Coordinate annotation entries
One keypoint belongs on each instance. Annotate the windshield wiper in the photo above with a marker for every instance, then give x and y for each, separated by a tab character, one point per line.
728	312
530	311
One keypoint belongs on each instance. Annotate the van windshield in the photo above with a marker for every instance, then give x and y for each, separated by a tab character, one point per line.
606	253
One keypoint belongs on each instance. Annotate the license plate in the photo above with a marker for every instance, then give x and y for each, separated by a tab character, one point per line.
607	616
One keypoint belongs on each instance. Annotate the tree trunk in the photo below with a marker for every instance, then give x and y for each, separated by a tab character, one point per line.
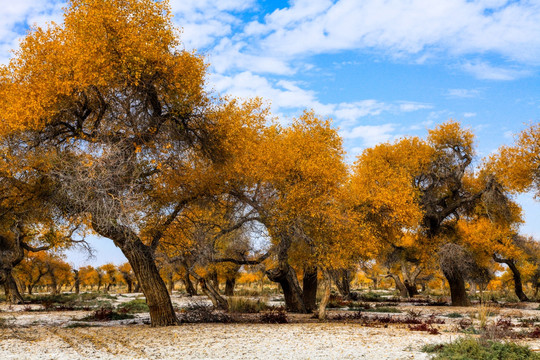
403	292
309	288
157	297
130	285
411	288
213	277
217	300
518	285
516	274
229	286
457	288
327	284
375	282
13	296
54	285
170	284
77	281
190	289
285	275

Objective:
Duplicate all of the data above word for word, including every coordinate line, but omit the pictures.

Answer in full:
One keypoint belongs on each instance. Annotate the windshield wiper in the photo above with a marker for every instance, then give x and y for each, separated by a tab character, one point per line.
728	312
530	311
One keypoint belongs on each instance. Annotate the van windshield in the photo above with a marker for every instance, then give x and y for each, separated by a tab character, one point per line.
606	253
One keypoint belongs on each instance. Annotate the license plate in the photo above with a marker for every instance, then give x and y for each, separated by a tab character, one point per line.
607	616
One keypoint belongs on each instance. Annotate the tree trunk in the photo below with a marker for every instance, then give x and y for each, separated by a tab character, one point per line.
403	292
309	288
157	297
130	285
411	288
213	277
217	300
518	285
516	274
229	286
457	288
327	284
375	282
13	296
54	285
170	284
77	281
190	289
285	275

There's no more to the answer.